-- Task goal --
Only the number is needed: how many lines of the records include "rough"?

-- Entries provided --
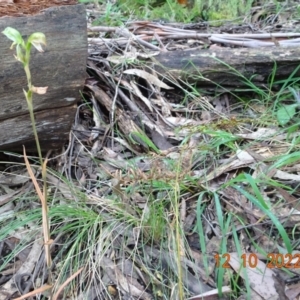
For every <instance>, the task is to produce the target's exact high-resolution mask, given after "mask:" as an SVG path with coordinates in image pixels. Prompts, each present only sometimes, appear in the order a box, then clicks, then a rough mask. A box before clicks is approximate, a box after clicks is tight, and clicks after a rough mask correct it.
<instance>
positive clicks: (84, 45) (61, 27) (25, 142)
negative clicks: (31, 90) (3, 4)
mask: <svg viewBox="0 0 300 300" xmlns="http://www.w3.org/2000/svg"><path fill="white" fill-rule="evenodd" d="M47 2H48V4H47V5H48V6H49V2H53V5H55V4H56V3H57V1H55V0H54V1H47ZM56 5H57V4H56ZM27 7H28V5H27ZM32 8H36V5H32ZM7 11H10V10H9V9H8V10H7ZM34 13H36V12H35V11H34ZM11 15H15V14H14V13H11ZM7 26H10V27H13V28H15V29H17V30H18V31H19V32H20V33H21V34H22V36H23V37H24V38H25V39H26V38H27V37H28V36H29V35H30V34H32V33H34V32H43V33H44V34H45V36H46V39H47V46H46V47H44V50H45V52H44V53H39V52H37V51H36V50H35V49H32V51H31V59H30V69H31V73H32V83H33V84H34V86H37V87H44V86H48V91H47V93H46V94H45V95H37V94H34V96H33V106H34V111H35V114H36V119H37V130H38V135H39V139H40V143H41V146H42V149H43V150H48V149H57V148H58V147H60V146H62V144H63V143H65V142H66V141H67V140H68V135H69V131H70V128H71V126H72V123H73V121H74V115H75V112H76V105H75V104H76V103H77V102H78V100H79V99H80V93H79V91H80V90H81V89H82V88H83V85H84V81H85V78H86V60H87V36H86V12H85V7H84V5H66V6H53V7H50V8H47V9H45V10H42V11H40V12H38V13H37V14H34V15H30V14H29V12H28V11H27V12H26V15H23V16H21V17H16V16H5V17H1V18H0V32H2V31H3V30H4V29H5V28H6V27H7ZM11 43H12V42H11V41H10V40H8V39H7V38H6V37H5V36H4V35H3V34H2V33H1V34H0V65H1V69H0V83H1V84H0V99H1V100H0V101H1V110H0V150H9V151H22V145H25V146H26V149H27V150H28V151H31V152H32V151H33V152H35V141H34V137H33V134H32V129H31V121H30V118H29V113H28V109H27V103H26V100H25V98H24V94H23V89H25V90H27V81H26V76H25V73H24V69H23V67H22V64H21V63H20V62H18V61H16V59H15V58H14V53H15V50H10V49H9V48H10V46H11ZM32 48H33V47H32Z"/></svg>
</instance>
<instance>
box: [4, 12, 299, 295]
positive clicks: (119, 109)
mask: <svg viewBox="0 0 300 300" xmlns="http://www.w3.org/2000/svg"><path fill="white" fill-rule="evenodd" d="M91 13H92V12H91ZM253 15H254V14H253ZM253 15H252V17H253ZM270 15H272V14H270ZM270 15H267V16H265V18H262V20H256V21H255V22H252V23H251V25H249V24H248V23H243V24H242V25H235V24H230V23H228V24H225V25H223V26H222V27H218V28H211V27H210V26H208V25H209V24H208V23H205V22H203V23H199V24H191V25H181V24H157V23H151V22H144V23H143V24H142V26H141V23H138V22H132V23H131V24H129V25H128V30H127V31H118V28H108V27H106V28H105V27H100V28H97V27H94V28H93V26H91V25H90V26H89V29H88V31H89V36H90V37H89V43H90V46H89V58H88V63H87V71H88V74H89V76H90V77H89V78H88V79H87V81H86V87H85V90H84V91H83V97H82V102H81V103H80V104H79V105H78V114H77V117H76V120H75V122H74V127H73V129H72V134H71V140H70V141H69V142H68V145H66V148H65V149H64V150H63V151H62V153H60V157H59V158H56V159H55V160H52V161H50V162H49V168H51V169H49V172H48V175H47V176H48V177H47V178H48V181H49V196H50V197H49V201H51V204H49V215H50V219H51V233H52V238H53V240H54V242H53V244H52V246H51V247H52V258H53V262H54V263H53V268H52V274H49V272H47V270H46V269H45V266H44V254H43V251H41V249H42V246H41V242H40V241H41V231H40V224H41V223H40V222H41V221H40V205H39V202H38V201H37V199H36V198H35V196H34V192H33V189H32V184H31V182H30V181H29V180H28V176H27V172H26V170H25V168H22V167H20V166H12V165H11V164H7V165H6V169H5V172H3V174H2V177H1V179H0V182H1V190H2V196H1V197H2V198H1V199H0V203H1V208H3V207H4V209H3V210H2V212H1V215H0V216H1V219H0V222H1V229H0V240H1V244H0V246H1V248H0V250H1V251H0V253H1V266H2V267H1V268H2V269H1V273H0V274H1V277H0V282H1V289H0V299H1V300H2V299H10V298H12V299H13V298H14V297H17V296H18V295H20V294H26V293H27V292H29V291H32V290H35V289H38V288H39V287H40V286H41V285H42V284H45V283H46V282H47V280H49V275H51V276H52V278H55V282H56V283H55V289H56V291H57V290H58V288H59V287H60V286H61V285H62V283H63V282H65V281H66V280H67V279H68V278H70V276H71V275H72V274H75V272H76V271H78V270H79V274H77V276H76V277H75V278H73V280H72V281H71V283H70V284H68V287H67V288H65V290H64V296H65V299H217V289H218V288H219V290H221V289H222V288H223V292H224V295H225V296H222V297H223V298H221V299H247V298H248V299H294V298H295V297H296V296H297V295H298V293H299V289H298V286H297V281H298V279H299V277H298V273H299V257H300V256H299V253H300V252H299V230H298V225H297V224H298V223H299V207H298V203H299V201H298V197H299V189H298V186H299V181H300V177H299V160H300V154H299V149H298V136H299V116H298V108H297V105H298V104H297V101H298V100H297V85H298V80H299V79H298V78H297V77H293V76H292V75H293V74H292V75H291V77H289V78H287V81H286V83H284V82H272V81H270V82H266V83H265V86H264V87H260V88H257V87H254V86H251V85H249V87H248V89H247V90H243V91H240V90H236V89H226V90H224V89H222V86H218V88H211V87H210V88H207V89H205V88H203V87H201V89H200V87H197V85H191V84H189V82H183V81H182V80H181V79H180V78H174V77H171V76H169V77H168V76H167V75H166V76H165V77H161V76H160V74H157V73H155V72H154V71H153V70H152V69H151V68H150V67H149V65H147V64H146V59H149V57H155V55H156V54H157V52H158V51H173V50H174V51H175V50H178V49H181V50H184V49H190V48H191V47H198V49H199V51H201V49H202V48H204V47H205V48H211V49H214V47H224V46H226V47H231V48H233V49H234V47H237V46H236V45H232V43H231V42H230V40H229V39H227V42H224V41H223V42H222V43H219V42H217V41H213V40H212V39H210V36H208V37H206V38H201V39H197V38H196V37H193V38H191V37H189V34H192V33H193V31H192V30H194V31H196V32H198V33H207V34H210V35H211V33H212V32H213V33H226V34H228V33H237V32H238V33H245V32H246V33H248V34H250V33H263V32H277V31H278V30H279V29H282V30H283V31H284V32H295V29H296V25H297V24H298V21H297V20H289V19H286V20H285V21H283V20H282V19H281V21H280V16H279V14H278V15H277V16H274V18H271V16H270ZM252 20H253V19H252ZM291 24H292V25H291ZM153 31H155V33H153ZM191 31H192V32H191ZM149 32H151V35H152V37H151V39H150V38H148V37H149V36H150V34H149ZM193 34H194V33H193ZM174 36H177V37H178V36H180V38H176V39H175V38H174ZM253 40H255V39H253ZM277 42H278V41H277V40H276V39H275V41H274V40H273V43H274V47H276V43H277ZM225 44H226V45H225ZM282 86H284V88H282ZM288 87H290V88H292V89H288ZM295 103H296V105H294V104H295ZM291 105H292V106H291ZM286 111H288V112H289V113H286ZM38 172H39V170H38V169H37V174H36V176H38V175H39V173H38ZM24 237H25V238H24ZM245 254H246V256H243V255H245ZM284 258H286V260H285V261H284V262H283V261H282V260H283V259H284ZM268 259H269V261H268ZM261 270H263V272H262V271H261ZM293 284H294V285H293ZM205 292H212V293H213V296H210V298H208V297H205V296H204V295H202V293H205ZM1 293H2V294H1ZM1 297H2V298H1ZM45 297H46V296H45ZM45 297H44V299H45ZM189 297H192V298H189ZM37 299H43V296H37Z"/></svg>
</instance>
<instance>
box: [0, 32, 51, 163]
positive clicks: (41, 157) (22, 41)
mask: <svg viewBox="0 0 300 300" xmlns="http://www.w3.org/2000/svg"><path fill="white" fill-rule="evenodd" d="M2 33H3V34H4V35H5V36H6V37H7V38H9V39H10V40H12V41H13V43H12V45H11V47H10V49H13V48H14V46H16V55H15V58H16V59H17V60H18V61H20V62H21V63H22V64H23V68H24V71H25V73H26V77H27V84H28V90H27V91H25V90H23V92H24V95H25V98H26V101H27V105H28V110H29V113H30V118H31V122H32V129H33V133H34V137H35V141H36V147H37V151H38V155H39V159H40V162H41V165H42V164H43V160H42V152H41V147H40V143H39V139H38V135H37V130H36V126H35V119H34V113H33V105H32V96H33V93H37V94H45V93H46V91H47V87H35V86H33V85H32V82H31V73H30V69H29V62H30V50H31V47H32V46H34V47H35V48H36V49H37V50H38V51H39V52H43V48H42V45H46V37H45V35H44V34H43V33H41V32H35V33H33V34H31V35H30V36H29V38H28V40H27V41H26V42H25V41H24V39H23V38H22V36H21V34H20V32H19V31H18V30H16V29H14V28H12V27H6V28H5V29H4V31H2Z"/></svg>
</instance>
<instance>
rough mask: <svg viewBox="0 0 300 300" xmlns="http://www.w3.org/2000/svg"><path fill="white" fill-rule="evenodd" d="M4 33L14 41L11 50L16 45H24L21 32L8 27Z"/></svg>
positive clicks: (11, 45)
mask: <svg viewBox="0 0 300 300" xmlns="http://www.w3.org/2000/svg"><path fill="white" fill-rule="evenodd" d="M2 33H3V34H4V35H5V36H6V37H7V38H9V39H10V40H12V41H13V43H12V45H11V47H10V48H11V49H12V48H13V47H14V45H23V44H24V41H23V38H22V36H21V34H20V32H19V31H18V30H16V29H14V28H12V27H6V28H5V29H4V30H3V31H2Z"/></svg>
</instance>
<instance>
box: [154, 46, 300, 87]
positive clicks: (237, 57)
mask: <svg viewBox="0 0 300 300" xmlns="http://www.w3.org/2000/svg"><path fill="white" fill-rule="evenodd" d="M299 57H300V49H299V48H280V47H278V48H277V47H276V48H275V47H274V48H258V49H248V48H247V49H245V48H241V49H231V48H219V49H215V50H204V49H202V50H188V51H174V52H168V53H162V54H160V55H158V56H156V57H155V60H154V61H155V68H156V69H157V70H158V71H160V72H161V73H162V74H165V73H171V74H172V75H173V76H175V77H177V78H178V77H180V78H184V79H187V80H188V81H189V82H190V83H192V82H196V83H197V84H199V85H202V86H211V85H219V86H225V87H245V86H246V84H245V79H248V80H251V81H252V82H253V83H254V84H256V85H258V86H260V85H262V84H267V83H268V81H269V80H270V75H271V74H272V72H273V71H274V68H276V69H275V70H276V76H275V79H276V80H279V79H286V78H288V77H289V76H290V74H291V73H292V72H293V71H294V70H295V68H296V67H298V65H299ZM295 75H297V76H299V75H300V71H299V70H298V71H297V72H296V74H295Z"/></svg>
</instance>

-- Worked solution --
2